READING TEXT -

Azure Networking Blog articles

Azure Networking Blog articles

https://techcommunity.microsoft.com/t5/azure-networking-blog/bg-p/AzureNetworkingBlog

Azure Networking Blog articles

Securing your Azure Networks with AVNM Security Admin Rules and VNet Flow Logs

Published

Securing your Azure Networks with AVNM Security Admin Rules and VNet Flow Logs

Introduction

Organizations adopting Microsoft Azure strive for a balance between providing application teams with the freedom to innovate while maintaining the security posture of the organization. Azure Virtual Network Manager provides Security Admin Rules to help achieve that goal. Security Admin Rules allow an organization to centrally manage the network security of its virtual networks to maintain compliance with its policies while giving business units the option to manage the network security of their individual workloads.

Before we dive into how Security Admin Rules work, let's first do a refresher of the basics of Azure Virtual Network Manager.

 

Azure Virtual Network Manager Foundations

An Azure Virtual Network Manager instance (Network Manager) is deployed to a region. The scope of management of a Network Manager is determined by a combination of its resource scope and its functional scope.

The resource scope represents the subscription or subscriptions a Network Manager can manage. Resource scopes can include management groups to manage groups of subscriptions or it can be configured to manage individual subscriptions. The image below provides an example of how an organization could configure the resource scope of a Network Manager.

 

sample_arch.png

The functional scope determines which types of configurations the Network Manager will support. Today, there are two functional scopes for management of virtual networks: Connectivity and Security Admin. Connectivity Configurations are used to manage the desired topology of virtual networks' connectivity and Security Admin Configurations are used to manage the network security of virtual networks across an organization's Azure estate. You can apply multiple Network Managers to the same resource scope only if the functional scope is different.

Virtual networks that are within the resource scope of the Network Manager can be added into a logical grouping referred to as a Network Group. Network Groups contain one or more virtual networks and are used by applying a Connectivity or Security Admin Configuration to one or more Network Groups (hence multiple virtual networks). Virtual networks are added to Network Groups manually or dynamically. When added dynamically through the use of Azure Policy, these virtual networks can be conditionally added to network groups, automatically connecting or security those virtual networks depending on the configurations deployed to the Network Group. Connectivity and Security Admin Configurations are only applied to virtual networks that are both within the resource scope and are a member of a Network Group that is targeted by a configuration.

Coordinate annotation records
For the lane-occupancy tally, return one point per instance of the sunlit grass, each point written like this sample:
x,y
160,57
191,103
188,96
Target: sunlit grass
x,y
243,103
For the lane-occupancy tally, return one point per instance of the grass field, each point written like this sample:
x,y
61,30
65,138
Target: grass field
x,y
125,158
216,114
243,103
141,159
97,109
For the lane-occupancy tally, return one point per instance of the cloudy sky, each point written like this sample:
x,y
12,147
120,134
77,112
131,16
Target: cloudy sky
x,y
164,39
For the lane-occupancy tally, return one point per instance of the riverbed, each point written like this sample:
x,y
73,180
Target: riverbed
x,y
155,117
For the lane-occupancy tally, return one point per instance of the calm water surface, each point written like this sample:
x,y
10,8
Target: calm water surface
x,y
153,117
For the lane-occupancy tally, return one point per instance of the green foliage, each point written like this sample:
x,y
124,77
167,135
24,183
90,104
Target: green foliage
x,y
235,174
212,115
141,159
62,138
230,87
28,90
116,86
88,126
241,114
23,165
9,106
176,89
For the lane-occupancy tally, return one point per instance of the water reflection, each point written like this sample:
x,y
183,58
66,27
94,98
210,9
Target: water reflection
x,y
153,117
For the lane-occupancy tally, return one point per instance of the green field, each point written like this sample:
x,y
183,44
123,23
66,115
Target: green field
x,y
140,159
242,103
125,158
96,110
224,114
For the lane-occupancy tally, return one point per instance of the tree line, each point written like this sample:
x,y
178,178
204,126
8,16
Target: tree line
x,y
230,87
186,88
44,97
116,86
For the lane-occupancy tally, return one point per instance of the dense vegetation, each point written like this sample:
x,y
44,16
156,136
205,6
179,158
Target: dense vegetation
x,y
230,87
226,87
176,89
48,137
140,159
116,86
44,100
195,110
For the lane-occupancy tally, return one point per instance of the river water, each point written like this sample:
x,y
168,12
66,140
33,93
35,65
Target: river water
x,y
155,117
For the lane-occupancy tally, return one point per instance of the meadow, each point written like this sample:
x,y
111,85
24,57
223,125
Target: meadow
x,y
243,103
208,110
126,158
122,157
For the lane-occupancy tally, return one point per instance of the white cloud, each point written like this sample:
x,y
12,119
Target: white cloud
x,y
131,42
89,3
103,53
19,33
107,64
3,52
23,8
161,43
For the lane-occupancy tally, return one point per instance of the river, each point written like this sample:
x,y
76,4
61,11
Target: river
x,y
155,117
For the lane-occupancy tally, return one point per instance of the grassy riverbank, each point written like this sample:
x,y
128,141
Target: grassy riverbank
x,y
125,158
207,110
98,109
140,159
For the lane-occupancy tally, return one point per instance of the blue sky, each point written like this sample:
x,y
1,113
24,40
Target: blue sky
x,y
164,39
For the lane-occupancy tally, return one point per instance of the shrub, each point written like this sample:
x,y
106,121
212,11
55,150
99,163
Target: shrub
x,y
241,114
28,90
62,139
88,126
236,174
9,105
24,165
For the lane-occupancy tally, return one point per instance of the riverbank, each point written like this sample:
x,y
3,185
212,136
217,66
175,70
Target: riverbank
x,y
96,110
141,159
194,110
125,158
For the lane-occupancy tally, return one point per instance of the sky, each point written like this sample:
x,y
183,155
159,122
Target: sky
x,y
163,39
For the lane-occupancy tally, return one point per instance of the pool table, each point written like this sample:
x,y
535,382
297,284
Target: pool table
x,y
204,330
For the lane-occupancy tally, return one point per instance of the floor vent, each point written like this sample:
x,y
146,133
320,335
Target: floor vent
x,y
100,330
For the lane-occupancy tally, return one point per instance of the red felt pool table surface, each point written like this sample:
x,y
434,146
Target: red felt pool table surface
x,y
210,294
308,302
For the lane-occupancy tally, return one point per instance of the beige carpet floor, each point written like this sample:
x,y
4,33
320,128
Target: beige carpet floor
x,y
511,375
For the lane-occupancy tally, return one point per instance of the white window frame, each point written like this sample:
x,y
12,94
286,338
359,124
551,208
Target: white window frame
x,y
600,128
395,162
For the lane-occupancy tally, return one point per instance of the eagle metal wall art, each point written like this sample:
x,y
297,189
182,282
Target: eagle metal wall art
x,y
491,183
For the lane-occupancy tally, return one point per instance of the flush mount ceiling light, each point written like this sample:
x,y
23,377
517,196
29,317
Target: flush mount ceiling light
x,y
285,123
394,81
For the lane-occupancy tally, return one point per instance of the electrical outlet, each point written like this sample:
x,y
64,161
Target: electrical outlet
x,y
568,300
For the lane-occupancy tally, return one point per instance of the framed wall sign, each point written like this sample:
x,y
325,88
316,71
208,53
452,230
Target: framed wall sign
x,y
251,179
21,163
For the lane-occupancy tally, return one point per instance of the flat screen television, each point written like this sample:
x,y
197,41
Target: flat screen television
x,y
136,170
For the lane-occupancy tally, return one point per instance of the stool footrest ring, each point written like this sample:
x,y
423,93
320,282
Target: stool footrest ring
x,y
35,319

--

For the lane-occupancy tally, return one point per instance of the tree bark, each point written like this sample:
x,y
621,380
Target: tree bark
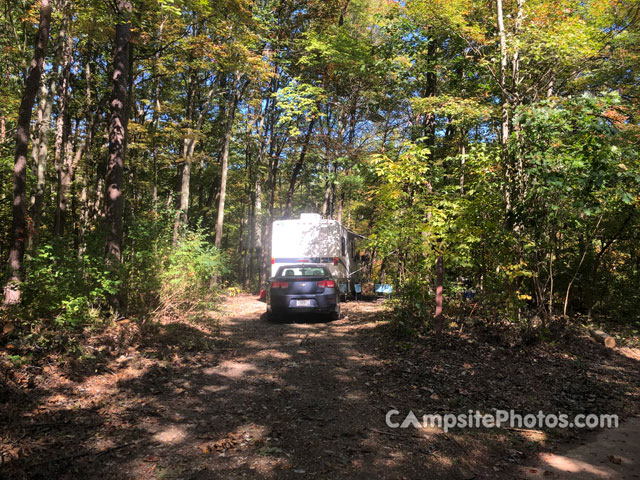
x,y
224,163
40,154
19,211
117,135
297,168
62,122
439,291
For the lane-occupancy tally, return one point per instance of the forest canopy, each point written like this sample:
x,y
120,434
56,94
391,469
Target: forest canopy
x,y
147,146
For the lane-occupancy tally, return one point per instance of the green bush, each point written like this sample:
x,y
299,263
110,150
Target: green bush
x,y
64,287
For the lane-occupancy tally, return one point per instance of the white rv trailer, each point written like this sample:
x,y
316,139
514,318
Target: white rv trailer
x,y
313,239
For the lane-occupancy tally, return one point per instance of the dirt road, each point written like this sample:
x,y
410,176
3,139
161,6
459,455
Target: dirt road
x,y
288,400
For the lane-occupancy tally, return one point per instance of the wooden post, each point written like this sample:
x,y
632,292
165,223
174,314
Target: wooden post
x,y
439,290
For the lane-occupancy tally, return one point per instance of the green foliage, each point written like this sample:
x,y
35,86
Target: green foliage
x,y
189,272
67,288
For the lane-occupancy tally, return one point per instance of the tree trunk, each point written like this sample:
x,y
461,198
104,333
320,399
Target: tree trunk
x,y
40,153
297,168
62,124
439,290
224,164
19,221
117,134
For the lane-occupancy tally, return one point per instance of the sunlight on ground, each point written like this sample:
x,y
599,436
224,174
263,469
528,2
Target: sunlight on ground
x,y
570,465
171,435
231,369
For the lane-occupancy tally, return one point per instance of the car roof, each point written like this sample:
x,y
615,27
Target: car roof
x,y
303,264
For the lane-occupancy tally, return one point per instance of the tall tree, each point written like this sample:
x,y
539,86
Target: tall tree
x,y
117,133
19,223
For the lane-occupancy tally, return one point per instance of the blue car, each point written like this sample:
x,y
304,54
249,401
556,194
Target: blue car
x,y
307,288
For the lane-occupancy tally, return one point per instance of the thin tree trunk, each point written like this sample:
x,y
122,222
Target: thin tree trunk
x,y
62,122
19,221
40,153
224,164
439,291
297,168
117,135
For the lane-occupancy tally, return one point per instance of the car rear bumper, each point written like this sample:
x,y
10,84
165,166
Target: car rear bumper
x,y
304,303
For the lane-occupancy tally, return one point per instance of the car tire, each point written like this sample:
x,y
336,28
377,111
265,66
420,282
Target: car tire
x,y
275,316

...

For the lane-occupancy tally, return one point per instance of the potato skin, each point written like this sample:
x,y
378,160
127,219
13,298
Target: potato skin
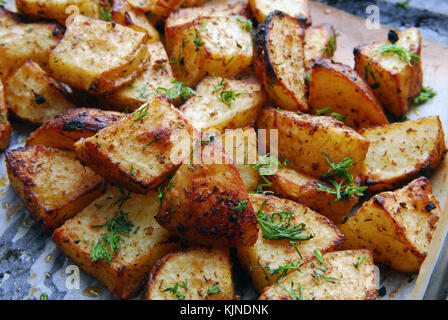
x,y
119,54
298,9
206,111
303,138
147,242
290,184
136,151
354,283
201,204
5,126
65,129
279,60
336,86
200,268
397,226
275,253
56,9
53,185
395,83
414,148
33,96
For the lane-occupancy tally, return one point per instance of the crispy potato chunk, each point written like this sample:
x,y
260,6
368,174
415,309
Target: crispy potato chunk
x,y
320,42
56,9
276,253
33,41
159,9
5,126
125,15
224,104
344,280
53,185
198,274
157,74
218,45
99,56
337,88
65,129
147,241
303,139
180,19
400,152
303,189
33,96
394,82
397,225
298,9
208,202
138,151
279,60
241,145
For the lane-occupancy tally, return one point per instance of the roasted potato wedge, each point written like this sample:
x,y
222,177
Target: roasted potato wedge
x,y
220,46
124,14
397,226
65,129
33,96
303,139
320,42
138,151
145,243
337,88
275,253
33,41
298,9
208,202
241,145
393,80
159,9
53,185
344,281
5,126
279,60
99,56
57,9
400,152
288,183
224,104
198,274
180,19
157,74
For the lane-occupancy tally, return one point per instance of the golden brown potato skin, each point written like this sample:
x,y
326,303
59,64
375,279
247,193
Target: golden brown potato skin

PARTS OF THE EXERCISE -
1. In the "Introduction" section of the Azure Virtual Network Manager article, find every sentence that contains the phrase "Security Admin Rules" and write each one out in full.
2. From the Azure Virtual Network Manager article, quote the part that opens with the words containing "The resource scope represents" and closes with "a Network Manager.".

SOLUTIONS FOR EACH TASK -
1.
Azure Virtual Network Manager provides Security Admin Rules to help achieve that goal.
Security Admin Rules allow an organization to centrally manage the network security of its virtual networks to maintain compliance with its policies while giving business units the option to manage the network security of their individual workloads.
Before we dive into how Security Admin Rules work, let's first do a refresher of the basics of Azure Virtual Network Manager.

2.
The resource scope represents the subscription or subscriptions a Network Manager can manage. Resource scopes can include management groups to manage groups of subscriptions or it can be configured to manage individual subscriptions. The image below provides an example of how an organization could configure the resource scope of a Network Manager.